[Task statement]: Write out again only the lines running from the one that contains "of the front" to the end of the records below, including both the first and the last.

--- Start ---

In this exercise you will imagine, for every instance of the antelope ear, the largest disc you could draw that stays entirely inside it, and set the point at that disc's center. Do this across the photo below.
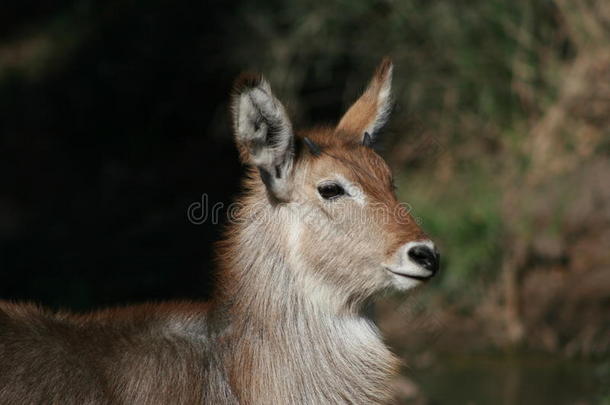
(263, 133)
(370, 112)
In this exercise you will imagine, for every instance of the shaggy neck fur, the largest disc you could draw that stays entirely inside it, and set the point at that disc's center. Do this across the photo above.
(289, 338)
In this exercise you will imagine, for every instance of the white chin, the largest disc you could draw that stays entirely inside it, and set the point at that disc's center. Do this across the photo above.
(404, 283)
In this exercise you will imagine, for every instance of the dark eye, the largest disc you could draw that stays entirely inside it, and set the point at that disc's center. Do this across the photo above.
(330, 191)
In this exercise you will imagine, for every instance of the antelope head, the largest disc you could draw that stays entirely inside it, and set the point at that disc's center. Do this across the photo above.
(347, 236)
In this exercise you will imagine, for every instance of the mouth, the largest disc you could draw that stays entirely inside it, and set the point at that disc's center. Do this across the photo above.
(411, 276)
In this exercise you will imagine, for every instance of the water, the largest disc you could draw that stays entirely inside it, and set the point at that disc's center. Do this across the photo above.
(511, 380)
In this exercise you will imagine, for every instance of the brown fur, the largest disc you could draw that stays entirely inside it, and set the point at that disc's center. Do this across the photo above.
(284, 326)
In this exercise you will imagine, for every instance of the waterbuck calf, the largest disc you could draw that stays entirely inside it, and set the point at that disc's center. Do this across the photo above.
(318, 232)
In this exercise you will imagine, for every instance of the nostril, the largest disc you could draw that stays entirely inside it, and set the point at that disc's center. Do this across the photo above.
(425, 257)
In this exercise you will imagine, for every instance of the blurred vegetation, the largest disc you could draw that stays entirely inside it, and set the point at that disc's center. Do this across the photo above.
(113, 114)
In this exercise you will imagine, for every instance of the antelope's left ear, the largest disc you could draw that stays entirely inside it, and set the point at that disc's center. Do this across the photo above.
(370, 112)
(263, 134)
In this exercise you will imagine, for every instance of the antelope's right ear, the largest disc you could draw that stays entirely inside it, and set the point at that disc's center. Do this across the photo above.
(263, 133)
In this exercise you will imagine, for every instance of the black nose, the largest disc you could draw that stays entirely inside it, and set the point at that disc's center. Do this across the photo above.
(424, 256)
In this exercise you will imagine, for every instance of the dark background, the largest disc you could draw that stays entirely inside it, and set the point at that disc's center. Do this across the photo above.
(114, 120)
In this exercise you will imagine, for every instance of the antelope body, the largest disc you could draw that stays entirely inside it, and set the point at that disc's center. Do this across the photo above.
(319, 232)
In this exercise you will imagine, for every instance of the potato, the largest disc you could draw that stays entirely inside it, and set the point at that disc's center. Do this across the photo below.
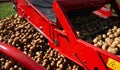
(112, 50)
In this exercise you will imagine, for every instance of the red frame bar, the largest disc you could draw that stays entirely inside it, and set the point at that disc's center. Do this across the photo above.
(19, 56)
(66, 42)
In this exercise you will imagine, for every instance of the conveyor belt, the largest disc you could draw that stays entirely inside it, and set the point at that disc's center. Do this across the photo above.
(45, 6)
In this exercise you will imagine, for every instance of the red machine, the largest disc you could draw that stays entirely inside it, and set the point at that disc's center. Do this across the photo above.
(57, 28)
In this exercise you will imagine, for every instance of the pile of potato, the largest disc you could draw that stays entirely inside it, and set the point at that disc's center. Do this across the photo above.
(19, 33)
(103, 33)
(109, 41)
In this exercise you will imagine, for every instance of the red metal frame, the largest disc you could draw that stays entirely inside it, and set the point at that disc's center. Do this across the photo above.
(19, 56)
(66, 41)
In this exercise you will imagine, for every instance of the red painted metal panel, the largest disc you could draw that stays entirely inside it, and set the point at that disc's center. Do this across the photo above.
(66, 40)
(19, 57)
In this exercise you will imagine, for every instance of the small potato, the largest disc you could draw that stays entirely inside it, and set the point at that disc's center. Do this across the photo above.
(118, 30)
(116, 34)
(111, 36)
(109, 41)
(96, 40)
(112, 50)
(113, 45)
(105, 46)
(104, 36)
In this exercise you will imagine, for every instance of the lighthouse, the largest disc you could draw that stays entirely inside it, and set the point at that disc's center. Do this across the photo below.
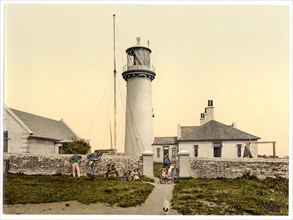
(139, 112)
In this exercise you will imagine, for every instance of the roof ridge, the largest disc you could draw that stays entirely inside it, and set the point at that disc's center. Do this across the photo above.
(35, 115)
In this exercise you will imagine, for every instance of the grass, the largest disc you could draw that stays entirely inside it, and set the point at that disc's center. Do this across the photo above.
(241, 196)
(22, 189)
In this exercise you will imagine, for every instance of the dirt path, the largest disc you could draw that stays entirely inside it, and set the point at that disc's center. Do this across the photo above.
(152, 206)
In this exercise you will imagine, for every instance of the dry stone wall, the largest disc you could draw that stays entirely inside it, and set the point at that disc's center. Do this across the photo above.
(52, 164)
(233, 168)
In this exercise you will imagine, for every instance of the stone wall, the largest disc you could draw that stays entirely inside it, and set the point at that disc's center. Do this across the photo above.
(51, 164)
(233, 168)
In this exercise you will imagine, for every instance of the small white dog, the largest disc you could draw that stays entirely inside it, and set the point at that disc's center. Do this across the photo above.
(166, 206)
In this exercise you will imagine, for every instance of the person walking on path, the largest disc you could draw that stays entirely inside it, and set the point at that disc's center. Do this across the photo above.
(74, 160)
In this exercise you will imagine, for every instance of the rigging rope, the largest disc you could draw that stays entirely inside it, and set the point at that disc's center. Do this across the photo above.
(90, 127)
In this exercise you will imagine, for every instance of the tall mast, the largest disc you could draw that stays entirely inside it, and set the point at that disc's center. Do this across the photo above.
(115, 110)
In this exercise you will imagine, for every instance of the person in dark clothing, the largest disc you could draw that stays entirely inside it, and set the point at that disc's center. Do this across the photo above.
(74, 160)
(166, 162)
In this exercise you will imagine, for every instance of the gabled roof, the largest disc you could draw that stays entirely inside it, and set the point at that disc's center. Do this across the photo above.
(213, 130)
(42, 127)
(165, 141)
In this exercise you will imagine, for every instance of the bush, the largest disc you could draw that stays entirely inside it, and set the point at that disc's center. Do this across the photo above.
(76, 146)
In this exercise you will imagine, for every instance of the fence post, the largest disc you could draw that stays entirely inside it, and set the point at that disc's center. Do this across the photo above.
(184, 164)
(147, 164)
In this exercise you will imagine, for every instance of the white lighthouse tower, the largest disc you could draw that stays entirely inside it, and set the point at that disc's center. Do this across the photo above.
(139, 113)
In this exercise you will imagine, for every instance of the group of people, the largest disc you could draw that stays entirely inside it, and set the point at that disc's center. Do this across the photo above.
(92, 157)
(170, 172)
(131, 176)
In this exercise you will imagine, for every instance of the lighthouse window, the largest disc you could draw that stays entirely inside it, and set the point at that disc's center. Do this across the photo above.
(195, 150)
(158, 152)
(239, 146)
(173, 152)
(130, 60)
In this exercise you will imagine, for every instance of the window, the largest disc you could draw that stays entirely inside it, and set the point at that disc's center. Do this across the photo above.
(166, 150)
(5, 141)
(239, 146)
(195, 150)
(217, 149)
(173, 152)
(158, 152)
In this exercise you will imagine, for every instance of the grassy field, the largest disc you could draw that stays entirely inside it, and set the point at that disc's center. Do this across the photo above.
(22, 189)
(242, 196)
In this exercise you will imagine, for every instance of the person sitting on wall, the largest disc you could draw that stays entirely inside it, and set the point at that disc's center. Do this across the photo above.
(136, 176)
(124, 177)
(91, 171)
(166, 162)
(111, 171)
(75, 160)
(129, 175)
(93, 157)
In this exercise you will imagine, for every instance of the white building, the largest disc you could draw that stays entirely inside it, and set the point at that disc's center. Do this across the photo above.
(28, 133)
(210, 139)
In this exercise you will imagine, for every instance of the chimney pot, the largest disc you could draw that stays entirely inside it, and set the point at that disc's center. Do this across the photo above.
(210, 102)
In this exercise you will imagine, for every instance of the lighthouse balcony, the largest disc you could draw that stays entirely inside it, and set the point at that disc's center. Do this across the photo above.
(138, 67)
(138, 73)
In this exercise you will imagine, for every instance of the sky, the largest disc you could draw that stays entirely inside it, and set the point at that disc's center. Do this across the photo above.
(58, 63)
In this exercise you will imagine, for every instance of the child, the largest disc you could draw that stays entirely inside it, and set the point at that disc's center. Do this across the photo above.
(91, 171)
(124, 177)
(136, 176)
(75, 160)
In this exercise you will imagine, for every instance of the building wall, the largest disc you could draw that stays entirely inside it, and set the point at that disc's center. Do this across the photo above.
(17, 135)
(41, 146)
(161, 147)
(206, 149)
(52, 164)
(233, 168)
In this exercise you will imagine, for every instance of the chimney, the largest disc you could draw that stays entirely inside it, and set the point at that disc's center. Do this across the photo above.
(178, 131)
(210, 111)
(202, 119)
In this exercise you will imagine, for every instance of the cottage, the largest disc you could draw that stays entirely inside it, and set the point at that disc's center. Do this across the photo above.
(28, 133)
(210, 139)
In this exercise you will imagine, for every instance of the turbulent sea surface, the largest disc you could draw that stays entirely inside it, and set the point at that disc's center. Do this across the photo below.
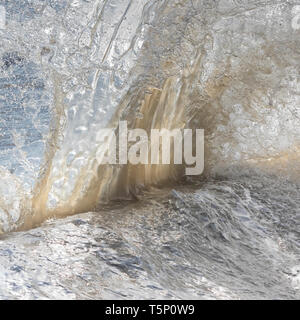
(73, 229)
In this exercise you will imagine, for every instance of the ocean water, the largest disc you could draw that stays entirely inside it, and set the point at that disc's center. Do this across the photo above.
(73, 229)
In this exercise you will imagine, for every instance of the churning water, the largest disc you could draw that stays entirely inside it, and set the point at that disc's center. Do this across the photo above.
(72, 67)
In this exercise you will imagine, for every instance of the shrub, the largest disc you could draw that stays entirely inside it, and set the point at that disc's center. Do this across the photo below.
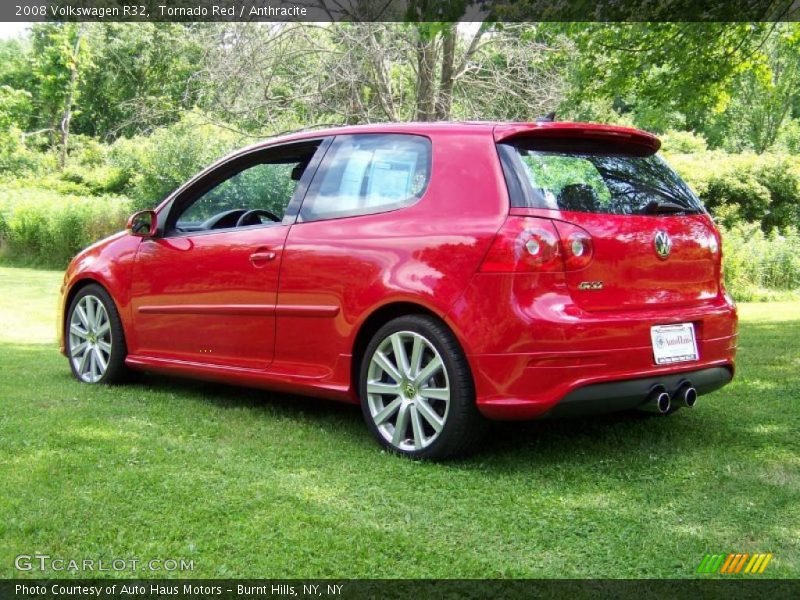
(683, 142)
(98, 180)
(17, 160)
(756, 263)
(745, 187)
(46, 228)
(157, 164)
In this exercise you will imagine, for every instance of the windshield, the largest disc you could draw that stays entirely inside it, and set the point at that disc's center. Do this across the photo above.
(594, 182)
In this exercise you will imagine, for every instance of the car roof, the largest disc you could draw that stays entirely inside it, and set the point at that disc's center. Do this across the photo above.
(500, 130)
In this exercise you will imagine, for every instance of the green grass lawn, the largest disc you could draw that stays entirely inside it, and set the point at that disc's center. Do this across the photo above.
(252, 484)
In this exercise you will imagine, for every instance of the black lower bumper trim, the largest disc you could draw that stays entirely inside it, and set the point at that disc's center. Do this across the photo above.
(630, 393)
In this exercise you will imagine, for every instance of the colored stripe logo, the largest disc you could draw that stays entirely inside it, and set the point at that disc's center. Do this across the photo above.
(734, 562)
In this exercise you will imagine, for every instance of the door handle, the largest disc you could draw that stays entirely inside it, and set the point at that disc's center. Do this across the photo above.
(262, 256)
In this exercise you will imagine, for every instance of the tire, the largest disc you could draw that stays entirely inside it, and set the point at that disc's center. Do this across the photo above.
(94, 339)
(435, 398)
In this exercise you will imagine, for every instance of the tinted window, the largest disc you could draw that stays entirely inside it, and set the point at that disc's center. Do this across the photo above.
(593, 182)
(368, 173)
(268, 186)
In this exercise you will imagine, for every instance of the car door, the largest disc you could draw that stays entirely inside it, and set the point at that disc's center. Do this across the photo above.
(204, 290)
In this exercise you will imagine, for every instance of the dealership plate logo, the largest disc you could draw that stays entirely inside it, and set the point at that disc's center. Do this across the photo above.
(663, 244)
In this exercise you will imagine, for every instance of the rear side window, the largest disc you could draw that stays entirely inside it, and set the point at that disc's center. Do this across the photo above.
(594, 182)
(368, 173)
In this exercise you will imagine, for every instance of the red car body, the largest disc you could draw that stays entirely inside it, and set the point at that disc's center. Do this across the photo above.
(292, 307)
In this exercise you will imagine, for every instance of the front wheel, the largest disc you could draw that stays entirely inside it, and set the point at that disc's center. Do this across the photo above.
(416, 390)
(94, 337)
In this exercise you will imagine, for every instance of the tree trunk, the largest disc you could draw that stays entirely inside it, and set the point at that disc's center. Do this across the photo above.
(426, 74)
(70, 99)
(444, 102)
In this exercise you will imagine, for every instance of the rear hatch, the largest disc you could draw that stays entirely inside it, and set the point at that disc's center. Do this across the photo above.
(651, 243)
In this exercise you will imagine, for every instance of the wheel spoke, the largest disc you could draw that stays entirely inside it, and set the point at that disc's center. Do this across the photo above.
(428, 371)
(75, 330)
(430, 416)
(416, 356)
(93, 365)
(90, 311)
(375, 387)
(387, 366)
(416, 427)
(84, 319)
(435, 393)
(100, 361)
(387, 411)
(400, 425)
(400, 357)
(82, 366)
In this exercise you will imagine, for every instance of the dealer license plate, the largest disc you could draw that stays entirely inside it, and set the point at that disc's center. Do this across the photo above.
(673, 343)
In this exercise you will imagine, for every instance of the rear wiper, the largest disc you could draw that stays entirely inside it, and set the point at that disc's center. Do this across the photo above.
(660, 207)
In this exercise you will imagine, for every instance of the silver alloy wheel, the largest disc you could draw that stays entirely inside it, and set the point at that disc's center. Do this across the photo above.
(408, 391)
(90, 339)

--- End ---

[Full output]:
In this exercise you will imagine, for every instance of the front wheel, the largest disc you could draw that stays entirely inside it, and set the point at that disc's center. Do this across the photo above.
(416, 390)
(94, 337)
In this exercise you will imagine, for every instance of the tree trunk, the largest disc you could draw that stays entirely inside it, and set the point at that disc's center. Do this across the photo above.
(426, 74)
(70, 99)
(444, 102)
In this exercise you will imagine, for every instance of the rear hatch, the largest disc you could draw that stays entirely inside it, and set the point at that disc's center. Do this across the photo above.
(651, 243)
In this exercise you will imagine, for every instance of the wheel spoke, the largest disc you could draw that stays entirely inside it, and set the point at that disc's center. Do this across the photo above.
(428, 371)
(75, 330)
(430, 416)
(416, 356)
(93, 365)
(90, 311)
(375, 387)
(387, 366)
(416, 427)
(84, 319)
(435, 393)
(100, 361)
(387, 411)
(400, 425)
(400, 357)
(82, 366)
In this exercise you will imagine, for every instance of the dealer license plate, the largest disc you could draw that stays entirely inside it, and set the point at that disc's center. Do this across the photo above.
(673, 343)
In this exercise you will imagine, for every instance of the rear wiper, the largest disc you could draw that stays entirely inside it, and set the point at that disc's center. Do this across the photo above.
(660, 207)
In this exercise you will imagine, for every instance of the silver alloy wheel, the largest disc you could draw that stays entirely inside it, and set the point at that disc's center. Do this across the photo above.
(408, 391)
(90, 339)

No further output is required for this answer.